::: Supplied text
Mark Fergus, Guy Pearce Interview, First Snow

Posted by: Sheila Roberts

MoviesOnline recently sat down with writer/director Mark Fergus and actor Guy Pearce to talk about their new film, "First Snow.” The film, shot in New Mexico, is directed by Fergus in his feature debut from a screenplay he co-wrote with Hawk Ostby.  Pearce plays the wound tight and cocky Jimmy Starks, a smooth-talking salesman certain he’s on the verge of a big break. When his car stalls in the middle of nowhere, a roadside soothsayer (J.K. Simmons) assures him a windfall is on its way. But although Jimmy should be happy when his boss suddenly agrees to financially back his business venture, he starts to become paranoid instead.

As his girlfriend Deirdre (Piper Perabo) and his best friend/business partner Ed (William Fichtner) watch him slowly come unwound, Jimmy wonders if a past betrayal of his friend, newly paroled Vince (Shea Whigham), could be catching up to him. And, as the weather turns cold, Jimmy can’t help but fear the mysterious seer’s other prediction…that they’ll be no tomorrow after the first snow. One of the most versatile actors of his generation, Guy Pearce made his mark over a decade ago playing a pretty young drag queen in "The Adventures of Priscilla, Queen of the Desert.” The film was a critical and box office hit, becoming one of the 10 most successful Australian films of all time and receiving an Oscar, two Golden Globe nominations, two BAFTAs and numerous AFI nominations. Guy’s diverse array of roles since that time include Ed Exley in the slick crime drama "L.A. Confidential” and the complex amnesiac Leonard Shelby in the thriller "Memento,” and most recently as Charlie Burns in John Hillcoat and Nick Cave’s IF-Award winning feature, "The Proposition.”
::::::
::: Recorded data
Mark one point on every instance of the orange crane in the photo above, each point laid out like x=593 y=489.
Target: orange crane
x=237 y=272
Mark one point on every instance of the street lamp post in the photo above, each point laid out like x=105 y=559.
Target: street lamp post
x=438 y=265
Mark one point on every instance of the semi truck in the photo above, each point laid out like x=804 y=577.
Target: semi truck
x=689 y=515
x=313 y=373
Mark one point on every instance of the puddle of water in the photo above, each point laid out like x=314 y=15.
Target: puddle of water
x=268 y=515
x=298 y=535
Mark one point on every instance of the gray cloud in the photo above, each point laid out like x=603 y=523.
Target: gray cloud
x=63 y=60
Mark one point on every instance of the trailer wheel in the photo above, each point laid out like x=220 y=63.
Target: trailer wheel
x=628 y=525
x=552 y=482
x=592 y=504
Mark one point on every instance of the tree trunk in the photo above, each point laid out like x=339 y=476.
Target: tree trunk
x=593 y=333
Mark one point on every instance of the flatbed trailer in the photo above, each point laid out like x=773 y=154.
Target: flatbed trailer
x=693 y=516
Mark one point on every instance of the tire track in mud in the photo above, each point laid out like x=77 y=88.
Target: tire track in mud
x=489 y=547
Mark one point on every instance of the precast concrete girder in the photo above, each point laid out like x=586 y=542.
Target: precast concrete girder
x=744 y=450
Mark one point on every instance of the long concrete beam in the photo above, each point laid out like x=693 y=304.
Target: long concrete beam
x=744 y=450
::::::
### Work to complete
1. From the First Snow interview text, reproduce word for word the passage between "Mark Fergus, Guy" and "become paranoid instead.", inclusive.
2. According to the First Snow interview text, which actor plays the roadside soothsayer?

### Results for the exercise
1.
Mark Fergus, Guy Pearce Interview, First Snow

Posted by: Sheila Roberts

MoviesOnline recently sat down with writer/director Mark Fergus and actor Guy Pearce to talk about their new film, "First Snow.” The film, shot in New Mexico, is directed by Fergus in his feature debut from a screenplay he co-wrote with Hawk Ostby.  Pearce plays the wound tight and cocky Jimmy Starks, a smooth-talking salesman certain he’s on the verge of a big break. When his car stalls in the middle of nowhere, a roadside soothsayer (J.K. Simmons) assures him a windfall is on its way. But although Jimmy should be happy when his boss suddenly agrees to financially back his business venture, he starts to become paranoid instead.

2. J.K. Simmons